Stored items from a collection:
###

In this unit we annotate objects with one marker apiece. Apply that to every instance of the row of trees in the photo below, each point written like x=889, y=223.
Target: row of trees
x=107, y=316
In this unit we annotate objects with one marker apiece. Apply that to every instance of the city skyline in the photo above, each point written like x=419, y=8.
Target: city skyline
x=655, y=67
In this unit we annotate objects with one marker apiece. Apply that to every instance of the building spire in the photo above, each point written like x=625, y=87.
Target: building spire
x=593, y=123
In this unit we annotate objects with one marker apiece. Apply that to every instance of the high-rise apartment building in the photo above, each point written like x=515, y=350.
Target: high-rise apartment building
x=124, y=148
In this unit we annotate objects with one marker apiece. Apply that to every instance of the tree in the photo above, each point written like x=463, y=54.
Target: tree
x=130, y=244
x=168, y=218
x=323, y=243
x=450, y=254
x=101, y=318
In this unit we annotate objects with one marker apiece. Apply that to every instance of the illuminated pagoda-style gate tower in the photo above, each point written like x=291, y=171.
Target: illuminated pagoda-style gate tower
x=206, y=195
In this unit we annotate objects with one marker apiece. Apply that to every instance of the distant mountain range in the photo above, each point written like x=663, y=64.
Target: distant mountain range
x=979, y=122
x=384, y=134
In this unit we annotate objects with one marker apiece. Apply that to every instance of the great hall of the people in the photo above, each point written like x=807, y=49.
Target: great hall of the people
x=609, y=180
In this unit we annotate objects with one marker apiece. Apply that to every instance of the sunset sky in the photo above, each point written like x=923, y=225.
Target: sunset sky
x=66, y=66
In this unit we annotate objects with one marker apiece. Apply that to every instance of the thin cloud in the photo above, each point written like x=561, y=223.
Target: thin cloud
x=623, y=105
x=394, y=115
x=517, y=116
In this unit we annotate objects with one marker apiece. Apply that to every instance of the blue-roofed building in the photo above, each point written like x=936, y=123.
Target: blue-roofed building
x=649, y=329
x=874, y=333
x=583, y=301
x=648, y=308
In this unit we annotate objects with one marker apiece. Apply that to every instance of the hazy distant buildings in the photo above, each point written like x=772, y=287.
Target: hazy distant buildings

###

The answer must be one number: how many lines in the records above contain "hazy".

2